Mint Chocolate Ganache

  • 4 ounces dark chocolate, roughly chopped
  • ½ cup heavy whipping cream
  • teaspoon peppermint extract

Instructions:
 

  • Preheat the oven to 350 degrees and line three 6-inch cake pans with parchment paper then nonstick spray. Set aside.

Chocolate Cake

  • In a large bowl, whisk together the flour, sugar, cocoa powder, baking soda, baking powder, and salt. Set aside.
  • In a medium-sized mixing bowl, whisk together the warm water, milk, eggs, vegetable oil, and vanilla extract until combined. Slowly add the wet ingredients into the dry, whisking until a wet batter forms (do not overmix).
  • Divide the batter amongst the three prepared cake pans and bake for 23-28 minutes, or until a toothpick inserted into the middle of the cakes come out clean. Let the cakes cool in the pan for 15 minutes before removing and placing them on a wire rack to cool completely.

+++

--- DIRECTION ---
According to the recipe, how long should the cakes cool in the pan before they are moved to a wire rack? The material bears no relation to the recipe.

+++

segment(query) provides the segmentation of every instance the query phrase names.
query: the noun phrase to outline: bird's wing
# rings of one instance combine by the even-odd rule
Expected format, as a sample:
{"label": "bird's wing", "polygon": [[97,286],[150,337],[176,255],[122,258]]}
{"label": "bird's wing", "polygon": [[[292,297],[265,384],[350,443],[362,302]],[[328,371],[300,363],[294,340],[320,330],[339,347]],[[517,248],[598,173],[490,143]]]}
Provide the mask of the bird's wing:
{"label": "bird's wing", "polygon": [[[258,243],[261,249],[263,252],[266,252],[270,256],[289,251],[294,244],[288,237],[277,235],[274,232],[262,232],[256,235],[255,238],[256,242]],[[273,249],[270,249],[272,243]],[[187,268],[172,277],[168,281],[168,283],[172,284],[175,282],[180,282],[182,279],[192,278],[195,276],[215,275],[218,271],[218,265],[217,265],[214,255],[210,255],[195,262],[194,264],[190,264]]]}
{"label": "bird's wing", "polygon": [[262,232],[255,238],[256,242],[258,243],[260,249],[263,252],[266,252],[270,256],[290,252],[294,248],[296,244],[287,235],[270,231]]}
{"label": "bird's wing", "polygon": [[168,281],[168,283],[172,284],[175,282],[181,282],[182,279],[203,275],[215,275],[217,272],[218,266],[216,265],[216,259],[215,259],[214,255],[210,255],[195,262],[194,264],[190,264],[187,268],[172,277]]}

+++

--- TASK RESPONSE ---
15 minutes.